→ Por hacer
(a) Transcribe de la sección del documento el pasaje que empieza con «Consumimos el mínimo» y sigue hasta «embargó un escalofrío.».
(b) Pasa al inglés esta oración de la sección del documento: «Traspasamos un umbral en el que el retorno no existe.»
(c) Enumera todas las personas que la sección del documento menciona por su nombre.

→ Sección del documento
====
Al día siguiente teníamos, como decía, una montería en casa de Pablo Garnica a la que íbamos a asistir los dos, y lo lógico —le dije— es que nos fuéramos en ese momento, cenáramos por el camino y charláramos en profundidad. Juan admitió mi sugerencia.

La cena se celebró en un restaurante de Aranjuez, en una mesa situada al fondo del local, pegada a una pared adornada profusamente con fotografías de toreros españoles. Durante el camino procuré consumir el tiempo con las cuestiones más banales posibles mientras mi mente se ocupaba de preparar lo que presentía como una conversación decisiva. Tenía lacerantemente claro que no cabían las medias tintas, las medias verdades, los entendidos no explicitados, los paños calientes, incluso hasta la educación que impone no penetrar en esferas excesivamente profundas de la intimidad personal. La única alternativa de recuperar a Juan era llegar a su verdadero yo, a la habitación escondida de su alma, por mucho que le doliera, por fuertes que resultaran las escoceduras que causarían los rasponazos de mis palabras, por ácido que pudiera resultar oír la verdad de mi pensamiento íntimo.

Consumimos el mínimo de alcohol imprescindible para enfrentarnos a un decorado como el que se avecinaba. Jamás mis palabras sonaron con semejante crudeza. Los ojos de Juan las recibieron con una expresión confusa, mezcla de dolor y esperanza, de acidez y dulzura, de ira y templanza. Tuvo en sus manos detener la conversación, cortar el asunto, evitar que penetráramos en lugares demasiado recónditos de las habitaciones del alma. Pero no lo hizo. Al contrario, parecía querer hablar, sincerarse, volcar al exterior las raíces de su sentimiento. Pareció respirar hondo, sacar fuerzas de algún lugar recóndito de su alma y, con una expresión distinta a todas las que le conocía, comenzó a hablar.

Fue muy duro. Dormí mal, muy mal, y, al mismo tiempo, con una placidez inusitada. Traspasamos un umbral en el que el retorno no existe. Nada podría volver a ser como antes. Me embargó un escalofrío.

10

Alfredo Conde acababa de regresar de México, contento y feliz porque en la Feria del Libro de Guadalajara había percibido el éxito de su producción literaria, de su dimensión como escritor. No solo allí, a la vista del éxito medido en lenguas a las que fueron traducidas algunas de sus novelas, pero en ese país, y en un momento crucial de nuestras vidas, parece como si las cosas se valoraran más. Iniciamos una conversación sentados en el patio de A Cerca. La mañana era plácida. El invierno quedaba atrás. El climatológico, me refiero, porque el otro, el político-social, seguía con nosotros, y en ese invierno no disponíamos del verdor de los castaños ancestrales que pueblan silentes y orgullosos el valle del encuentro en los Tres Reinos. El reino de España, el actual, el de hoy, el del momento de nuestra conversación, no brillaba precisamente por un verdor esperanzado, sino, más bien, por una tristeza contenida ante un exceso de interrogantes sin respuestas, o con respuestas poco placenteras para degustación del gran público.
====
→ Material proporcionado

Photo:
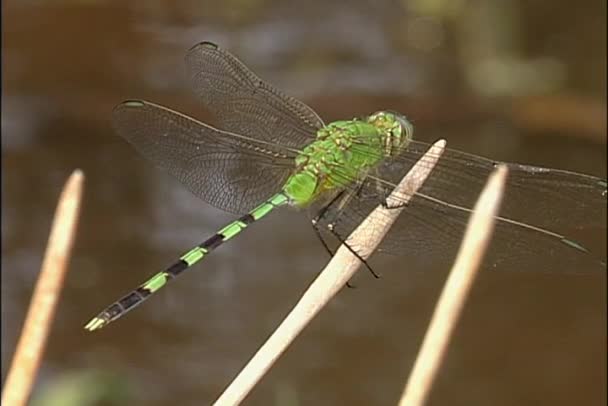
====
→ Soluciones
(a)
Consumimos el mínimo de alcohol imprescindible para enfrentarnos a un decorado como el que se avecinaba. Jamás mis palabras sonaron con semejante crudeza. Los ojos de Juan las recibieron con una expresión confusa, mezcla de dolor y esperanza, de acidez y dulzura, de ira y templanza. Tuvo en sus manos detener la conversación, cortar el asunto, evitar que penetráramos en lugares demasiado recónditos de las habitaciones del alma. Pero no lo hizo. Al contrario, parecía querer hablar, sincerarse, volcar al exterior las raíces de su sentimiento. Pareció respirar hondo, sacar fuerzas de algún lugar recóndito de su alma y, con una expresión distinta a todas las que le conocía, comenzó a hablar.

Fue muy duro. Dormí mal, muy mal, y, al mismo tiempo, con una placidez inusitada. Traspasamos un umbral en el que el retorno no existe. Nada podría volver a ser como antes. Me embargó un escalofrío.

(b) We crossed a threshold from which there is no return.

(c) Pablo Garnica, Juan, Alfredo Conde